◆ **WHAT IS ASKED**
Swap "planogram log" for "shelf audit record" throughout the entries below and give them again with nothing else changed. Leave the pictures out.

◆ **RECORDS TO PROCESS**
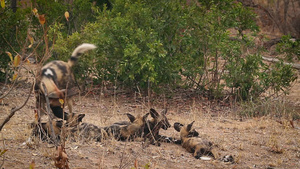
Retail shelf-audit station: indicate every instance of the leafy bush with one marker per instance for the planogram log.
(290, 47)
(13, 32)
(166, 43)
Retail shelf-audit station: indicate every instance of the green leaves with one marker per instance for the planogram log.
(175, 43)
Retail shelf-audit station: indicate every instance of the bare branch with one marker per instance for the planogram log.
(13, 110)
(50, 115)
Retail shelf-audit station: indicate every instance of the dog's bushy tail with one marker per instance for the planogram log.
(78, 51)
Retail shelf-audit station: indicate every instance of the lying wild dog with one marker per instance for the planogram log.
(58, 79)
(44, 131)
(196, 145)
(152, 127)
(128, 131)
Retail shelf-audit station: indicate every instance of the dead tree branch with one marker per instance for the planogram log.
(14, 110)
(50, 115)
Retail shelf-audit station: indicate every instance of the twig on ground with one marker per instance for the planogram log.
(50, 115)
(13, 110)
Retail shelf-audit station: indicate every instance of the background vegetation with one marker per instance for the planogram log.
(158, 45)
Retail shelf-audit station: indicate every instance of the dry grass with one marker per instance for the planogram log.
(254, 141)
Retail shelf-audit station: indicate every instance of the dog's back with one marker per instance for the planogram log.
(58, 79)
(196, 145)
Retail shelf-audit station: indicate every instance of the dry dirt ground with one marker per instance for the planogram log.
(257, 142)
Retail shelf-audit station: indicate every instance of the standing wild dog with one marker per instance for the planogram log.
(128, 131)
(196, 145)
(44, 131)
(58, 79)
(152, 127)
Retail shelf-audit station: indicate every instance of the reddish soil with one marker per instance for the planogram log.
(261, 142)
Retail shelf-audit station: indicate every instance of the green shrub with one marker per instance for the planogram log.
(13, 32)
(165, 43)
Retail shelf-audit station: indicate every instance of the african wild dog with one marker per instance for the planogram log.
(44, 131)
(123, 132)
(158, 121)
(152, 127)
(196, 145)
(129, 131)
(58, 79)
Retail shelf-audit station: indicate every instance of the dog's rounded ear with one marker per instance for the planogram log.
(177, 126)
(80, 117)
(164, 112)
(189, 126)
(145, 116)
(131, 117)
(193, 133)
(153, 113)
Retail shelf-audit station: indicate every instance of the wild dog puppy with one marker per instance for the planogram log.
(44, 131)
(152, 127)
(88, 132)
(58, 79)
(124, 132)
(128, 131)
(199, 147)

◆ **EXERCISE ANSWER**
Retail shelf-audit station: indicate every instance of the leafy bush with one marker per instance for the shelf audit record.
(290, 47)
(13, 32)
(166, 43)
Retail shelf-audit station: indicate every instance of the green leaves with one marker per instance for the shelf audit record.
(175, 43)
Retail shelf-audit station: indicate every instance of the bare branch with one marker per instance for the shelf audit record.
(13, 110)
(50, 115)
Retail shelf-audit station: indicate every instance of the dog's bushy tail with one marker per instance for the shelf audit record.
(78, 51)
Retail shelf-audit station: indicate every instance of the lying wild dog with one marker per instance for the shelf audit record.
(58, 79)
(44, 131)
(196, 145)
(152, 127)
(128, 131)
Retail shelf-audit station: indicate every instance of the dead tree branch with one marker per instance for the shelf audit record.
(14, 110)
(50, 115)
Retail shelf-audit station: indicate every instance of the twig on ground with one marker per instance for the shelf audit record.
(50, 115)
(13, 110)
Retail shelf-audit station: indicate every instance of the background vegetation with one marker per instance for the shelf audit record.
(158, 45)
Retail shelf-audit station: indicate every instance of the dry grass with one marker per instance for the shelf audit record.
(254, 141)
Retail shelf-audit station: indicate every instance of the dog's back with one marker per instance for the shelf audit record.
(58, 79)
(196, 145)
Retail shelf-audit station: indicate every instance of the dry dirt ground with one marker per instance for the shelf audit record.
(257, 142)
Retail shelf-audit station: indicate every instance of the standing wild dog with one marker per instance for the shelf audit record.
(128, 131)
(196, 145)
(44, 131)
(58, 79)
(152, 127)
Retail shelf-audit station: indicate every instance of the reddish soil with one marker per instance for the shelf audit record.
(261, 142)
Retail shelf-audit station: indicate every instance of the green shrub with one marker per instance for the shelf audit record.
(13, 32)
(165, 43)
Retail shelf-audit station: indicate every instance of the african wild dog with one marker per instance for the shelf audit record.
(44, 131)
(123, 132)
(158, 121)
(152, 127)
(196, 145)
(129, 131)
(58, 79)
Retail shelf-audit station: indicate every instance of the dog's rounded ear with one marker per instance for the shelf audit record.
(177, 126)
(80, 117)
(164, 112)
(189, 126)
(145, 116)
(131, 117)
(193, 133)
(153, 113)
Retail shelf-audit station: indicate every instance of the wild dog puppy with one marker per instance for the shelf audit record.
(44, 131)
(152, 127)
(88, 132)
(58, 79)
(124, 132)
(128, 131)
(199, 147)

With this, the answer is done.